== Try it ==
Please quote everything in the IEC 60601 article from "IEC 60601 is" down to "single fault condition.".

== Study text ==
IEC 60601 – Essential Performance, Safety and Risk Management

May 13, 2019

Background

IEC 60601 is a series of technical standards for the safety and essential performance of medical electrical equipment. Although if focuses primarily on electromechanical devices, it also applies to aspects of the software components. It is a widely recognized standard that most, if not all, medical device companies have to comply with.

The concept of Essential Performance of a Medical Device is at the center of IEC 60601-1. It is intended to be one of the inputs to the Risk Management Process.

What is Essential Performance?

Any function identified as Essential Performance must be maintained after the applicable tests listed in the standard. In practice it must be ensured in any single fault condition.

Essential performance is defined as “performance of a clinical function, other than that related to basic safety, where loss or degradation beyond the limits specified by the MANUFACTURER results in an unacceptable risk. NOTE: ESSENTIAL PERFORMANCE is most easily understood by considering whether its absence or degradation would result in an unacceptable RISK”.

Par 4.3 of 60601-1 then goes into the details of how to determine what Essential Performance is for a specific medical device. It is intended to be a risk-based approach, where failures resulting in unacceptable risks are pointers to essential performance.

But, as required by ISO 14971, unacceptable risk is by definition, well, not acceptable. The manufacturer must mitigate it to bring it to an acceptable level. So, after mitigation, all risk should be acceptable. Does it mean there is no Essential Performance?

== Provided data ==
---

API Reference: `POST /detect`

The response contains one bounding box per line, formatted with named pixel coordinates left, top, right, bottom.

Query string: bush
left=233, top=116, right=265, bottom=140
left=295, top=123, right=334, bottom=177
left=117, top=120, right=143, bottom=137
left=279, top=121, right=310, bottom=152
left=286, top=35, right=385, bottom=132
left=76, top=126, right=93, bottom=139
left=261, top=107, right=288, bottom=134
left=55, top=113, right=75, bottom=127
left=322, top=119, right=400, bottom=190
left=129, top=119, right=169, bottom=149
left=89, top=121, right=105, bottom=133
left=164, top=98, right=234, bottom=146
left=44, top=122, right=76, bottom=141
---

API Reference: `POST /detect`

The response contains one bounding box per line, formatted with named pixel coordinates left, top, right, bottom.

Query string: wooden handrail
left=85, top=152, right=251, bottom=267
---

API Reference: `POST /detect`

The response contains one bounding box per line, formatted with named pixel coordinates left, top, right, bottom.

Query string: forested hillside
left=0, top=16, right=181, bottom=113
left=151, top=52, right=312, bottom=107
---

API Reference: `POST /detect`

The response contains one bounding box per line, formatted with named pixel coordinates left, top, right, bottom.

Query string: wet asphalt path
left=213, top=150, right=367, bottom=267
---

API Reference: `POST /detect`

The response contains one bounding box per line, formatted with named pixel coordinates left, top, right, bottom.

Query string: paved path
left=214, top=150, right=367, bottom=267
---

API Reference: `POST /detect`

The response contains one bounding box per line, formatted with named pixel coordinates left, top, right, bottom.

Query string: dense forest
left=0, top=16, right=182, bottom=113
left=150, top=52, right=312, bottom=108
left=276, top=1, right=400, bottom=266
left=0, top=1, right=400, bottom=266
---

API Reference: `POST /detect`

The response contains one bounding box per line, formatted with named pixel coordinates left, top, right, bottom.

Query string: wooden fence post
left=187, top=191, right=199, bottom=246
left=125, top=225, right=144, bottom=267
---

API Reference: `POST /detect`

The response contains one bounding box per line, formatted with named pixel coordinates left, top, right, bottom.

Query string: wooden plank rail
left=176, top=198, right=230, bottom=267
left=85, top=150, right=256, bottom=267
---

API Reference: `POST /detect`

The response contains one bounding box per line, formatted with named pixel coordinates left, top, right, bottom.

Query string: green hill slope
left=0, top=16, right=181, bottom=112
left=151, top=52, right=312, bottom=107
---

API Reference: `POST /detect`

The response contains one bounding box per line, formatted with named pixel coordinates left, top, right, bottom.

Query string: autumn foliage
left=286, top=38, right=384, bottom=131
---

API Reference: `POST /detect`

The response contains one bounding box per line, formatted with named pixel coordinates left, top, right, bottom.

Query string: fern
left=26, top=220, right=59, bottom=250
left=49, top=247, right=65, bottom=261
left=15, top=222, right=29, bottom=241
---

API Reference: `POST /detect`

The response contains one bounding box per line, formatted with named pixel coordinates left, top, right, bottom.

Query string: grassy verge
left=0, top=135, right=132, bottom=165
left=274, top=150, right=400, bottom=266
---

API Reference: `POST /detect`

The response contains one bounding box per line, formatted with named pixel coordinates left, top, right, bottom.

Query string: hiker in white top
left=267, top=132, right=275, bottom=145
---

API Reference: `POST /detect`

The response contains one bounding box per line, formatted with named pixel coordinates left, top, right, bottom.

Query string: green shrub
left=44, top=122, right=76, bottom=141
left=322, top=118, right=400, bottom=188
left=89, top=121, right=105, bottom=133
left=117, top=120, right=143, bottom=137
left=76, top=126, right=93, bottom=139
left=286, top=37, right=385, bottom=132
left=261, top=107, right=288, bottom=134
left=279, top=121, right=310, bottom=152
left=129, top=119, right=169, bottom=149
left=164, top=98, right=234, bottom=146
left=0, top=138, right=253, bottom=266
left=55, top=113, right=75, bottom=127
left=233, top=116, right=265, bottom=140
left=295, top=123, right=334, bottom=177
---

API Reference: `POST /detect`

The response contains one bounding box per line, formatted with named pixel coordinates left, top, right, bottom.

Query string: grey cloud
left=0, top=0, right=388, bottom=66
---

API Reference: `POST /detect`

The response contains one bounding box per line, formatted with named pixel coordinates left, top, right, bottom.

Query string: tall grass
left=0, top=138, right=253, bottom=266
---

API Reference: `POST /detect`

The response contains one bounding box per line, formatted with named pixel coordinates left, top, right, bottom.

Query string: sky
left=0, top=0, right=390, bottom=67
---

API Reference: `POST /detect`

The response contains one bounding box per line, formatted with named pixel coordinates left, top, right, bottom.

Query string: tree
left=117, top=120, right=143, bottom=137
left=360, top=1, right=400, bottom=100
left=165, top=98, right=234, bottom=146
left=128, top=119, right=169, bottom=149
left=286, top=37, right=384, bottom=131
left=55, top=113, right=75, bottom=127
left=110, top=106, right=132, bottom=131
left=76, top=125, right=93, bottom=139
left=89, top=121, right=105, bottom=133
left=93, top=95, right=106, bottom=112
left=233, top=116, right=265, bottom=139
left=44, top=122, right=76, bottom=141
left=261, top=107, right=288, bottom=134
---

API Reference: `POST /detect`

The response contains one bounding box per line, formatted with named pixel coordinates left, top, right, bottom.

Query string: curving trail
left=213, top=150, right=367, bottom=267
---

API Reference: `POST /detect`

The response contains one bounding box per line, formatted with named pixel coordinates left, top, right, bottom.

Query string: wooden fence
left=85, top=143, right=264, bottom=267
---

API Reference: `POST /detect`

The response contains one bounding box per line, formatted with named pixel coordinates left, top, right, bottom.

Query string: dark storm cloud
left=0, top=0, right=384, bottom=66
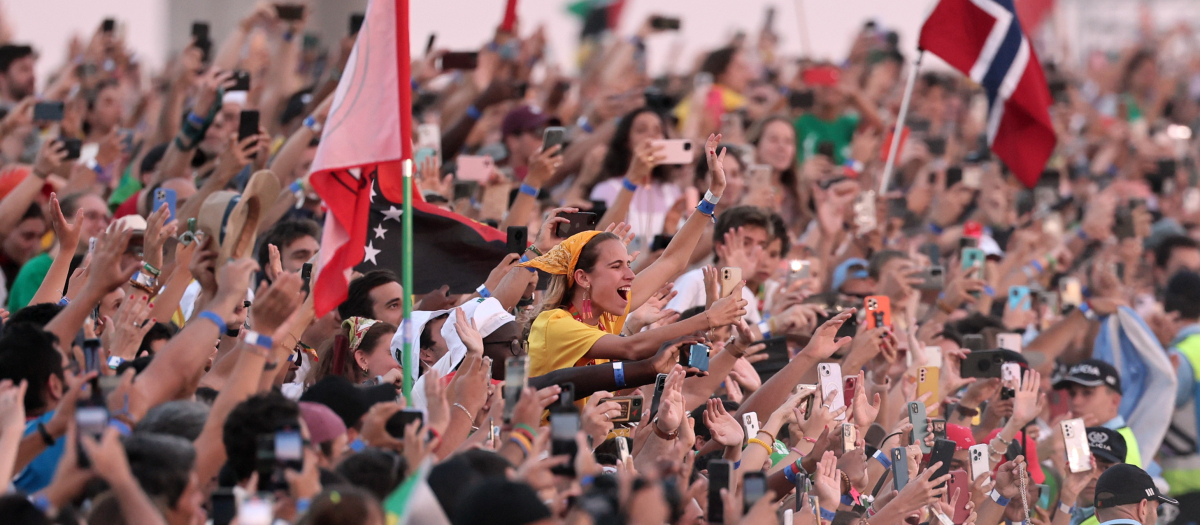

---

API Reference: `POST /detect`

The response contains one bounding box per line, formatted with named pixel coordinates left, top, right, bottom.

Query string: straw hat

== Exercise solution ==
IEC 60601 is a series of technical standards for the safety and essential performance of medical electrical equipment. Although if focuses primarily on electromechanical devices, it also applies to aspects of the software components. It is a widely recognized standard that most, if not all, medical device companies have to comply with.

The concept of Essential Performance of a Medical Device is at the center of IEC 60601-1. It is intended to be one of the inputs to the Risk Management Process.

What is Essential Performance?

Any function identified as Essential Performance must be maintained after the applicable tests listed in the standard. In practice it must be ensured in any single fault condition.